TEXT PASSAGE:
· · · · · · ·
2nd option if available ( not all MSAs have them!) is the caravan area - but often this is full in summer.

Final choice is the lorry park - preferably not near any lorries.

When I towed a caravan, I have been known to park in coach area in preference to the lorry park providing it isn't busy. One services in particular it is a long and dangerous walk from the lorry area to the facilities, especially in the dark - not good if you have kids with you.

29-10-2013, 19:01
I take your point Dave but unfortunately Driving Instructors these days appear to only be teaching pupils how to pass the Driving Test and not how to drive. It therefore follows that they are not trained to the same exacting standards as airline pilots. As you say, a half decent driver would try to be in control of the whole situation. but I was referring to the point in the situation where you know you have lost control and without thinking instinct takes over.
By the way, hope you and yours are keeping well.

Regards Rog

29-10-2013, 22:47
I learned the hard way about the LHD drive HGV problem. 4 lanes of traffic on a busy morning all doing about 60 mph coming up to the Thelwall Viaduct on the M6. I was in the second lane slowly passing the traffic to the left. Just cleared the HGV to my left and the next thing I know the back end of the car has a life of its own. I ended up doing 60 backwards in front of the HGV that had tried to pull out.

It was a Honda Prelude which is very low. Caused a massive traffic jam. I was on Sally Traffic! Always try to speed past them now but its not always possible in conditions like that.

As for motorway service stations. Avoid them like the plague. If I have to stop in the van Ill pull off the motorway completely and find a village or quiet bit of road.
· · · · · · ·
BRIEF:
Carry the forum thread on motorway driving and service-area parking forward from its last sentence.

SUPPLIED MATERIAL:
· · · · · · ·
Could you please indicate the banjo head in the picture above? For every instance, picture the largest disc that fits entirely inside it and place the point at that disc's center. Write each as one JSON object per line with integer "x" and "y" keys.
· · · · · · ·
RESULT FOR THIS TASK:
Older Gurna
29-10-2013, 22:48
Also not sure 'bout this......Last time the 'avoiding instinct' happened, a L/R Disco pulled out from Her Drive, on a bend, right in front of Me......brakes on hard as pos. & instinct was to steer away...........to the right. (Still hit her tho'....)

John Thompson
03-11-2013, 10:01
Considering they charge £25 now for lorry parking over 2 hrs, one wonders who on this forum would pay what they would ask for EHU, water and waste facilities.:rolleyes:

The Services on the M25 charge £5 to Motorhomes to dump their toilet waste. Coaches over 25 seats FOC. No Drinking water available.

I have not had a reply about the dump point at the Chanel Tunnel Services on the M20.

There is no charge as far as I am aware to get drinking water from the services at Tebay on the M6. They also have a campsite available with full services accessible from the services but not part of it. This company is also opening the new services on the M5 at Gloucester and are aware of the needs for motorhome dump points and drinking water.